EXTRAIT À LIRE:
Extrait de Lavigne Delville P., 2021, « L’expertise « engagée » et la fabrique des politiques publiques en Afrique, dans un contexte d’aide internationale », in Coste J., Doligez F., Egg J., et al, ed., La fabrique des politiques publiques en Afrique. Agricultures, ruralités, alimentations, Paris, Karthala/Iram, pp. 284-313.
Une politique publique traduit une conception du problème et des façons de le traiter, à un moment donné. Si les gouvernements et les bailleurs de fonds engagent des réformes, mobilisent des études et des expertises, c’est pour promouvoir des changements, des adaptations. Mais qu’est-ce qu’une politique publique ? A quelles conditions changent-elles ? Quels rôles jouent les savoirs et l’expertise, si les politiques publiques sont pour partie enchâssées dans les politics, et traduisent des rapports de force et des intérêts ?
Une politique publique, c’est une somme d’actions et d’inactions
Il suffit d’ouvrir un manuel de science politique au chapitre « politiques publiques » pour perdre toute naïveté sur l’idée de politiques rationnelles, au service des citoyens. Les politiques publiques sont des sommes d’actions et d’inactions (Heclo, 1972), elles sont constituées de discours autant que d’actes. Elles n’ont pas (toujours) pour but de résoudre des problèmes, mais plutôt de consolider des façons de voir la société et des positions de pouvoir. Les politiques publiques sont souvent caractérisées par des objectifs peu clairs et contradictoires (Lascoumes et Le Galès, 2007), une inertie malgré des dysfonctionnements (Jobert, 1998), une mise en œuvre incertaine (Pressman et Wildavsky, 1973), de forts sentiers de dépendance institutionnelle, dans des rapports complexes avec le jeu politique (Smyrl, 2002).

TRAVAIL DEMANDÉ A: Modifiez le passage de l'extrait sur les politiques publiques commençant par « Une politique publique traduit » et se poursuivant jusqu'à « des intérêts ? », en y remplaçant « bailleurs de fonds » par « partenaires techniques et financiers ».
TRAVAIL DEMANDÉ B: D'après l'extrait sur les politiques publiques, de quoi les politiques publiques sont-elles constituées autant que d'actes ?

EXTRAITS DU CORPUS:
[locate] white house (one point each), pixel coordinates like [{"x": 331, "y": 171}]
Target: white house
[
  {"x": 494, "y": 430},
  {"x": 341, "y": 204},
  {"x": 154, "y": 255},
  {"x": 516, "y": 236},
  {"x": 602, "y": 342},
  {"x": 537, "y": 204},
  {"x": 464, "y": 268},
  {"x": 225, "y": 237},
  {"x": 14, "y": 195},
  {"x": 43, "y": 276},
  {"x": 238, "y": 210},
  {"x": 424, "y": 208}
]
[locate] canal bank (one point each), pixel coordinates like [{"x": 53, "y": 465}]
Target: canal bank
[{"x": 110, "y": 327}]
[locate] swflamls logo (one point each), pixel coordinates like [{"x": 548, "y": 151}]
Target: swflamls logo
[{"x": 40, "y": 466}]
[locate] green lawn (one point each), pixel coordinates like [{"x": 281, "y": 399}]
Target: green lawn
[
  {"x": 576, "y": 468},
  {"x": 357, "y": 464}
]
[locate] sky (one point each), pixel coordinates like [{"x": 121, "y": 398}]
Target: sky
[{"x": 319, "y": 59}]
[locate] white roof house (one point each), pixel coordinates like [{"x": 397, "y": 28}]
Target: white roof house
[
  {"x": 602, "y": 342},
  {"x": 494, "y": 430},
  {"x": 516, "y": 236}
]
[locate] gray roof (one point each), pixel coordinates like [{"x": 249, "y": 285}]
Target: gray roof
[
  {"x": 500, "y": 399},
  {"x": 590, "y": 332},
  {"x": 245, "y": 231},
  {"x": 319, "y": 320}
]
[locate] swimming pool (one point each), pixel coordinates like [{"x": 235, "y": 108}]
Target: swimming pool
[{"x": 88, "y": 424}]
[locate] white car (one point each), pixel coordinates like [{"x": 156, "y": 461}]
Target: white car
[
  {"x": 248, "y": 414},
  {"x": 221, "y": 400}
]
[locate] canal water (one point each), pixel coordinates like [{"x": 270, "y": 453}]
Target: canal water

VOTRE RÉPONSE A:
Une politique publique traduit une conception du problème et des façons de le traiter, à un moment donné. Si les gouvernements et les partenaires techniques et financiers engagent des réformes, mobilisent des études et des expertises, c’est pour promouvoir des changements, des adaptations. Mais qu’est-ce qu’une politique publique ? A quelles conditions changent-elles ? Quels rôles jouent les savoirs et l’expertise, si les politiques publiques sont pour partie enchâssées dans les politics, et traduisent des rapports de force et des intérêts ?

VOTRE RÉPONSE B: De discours.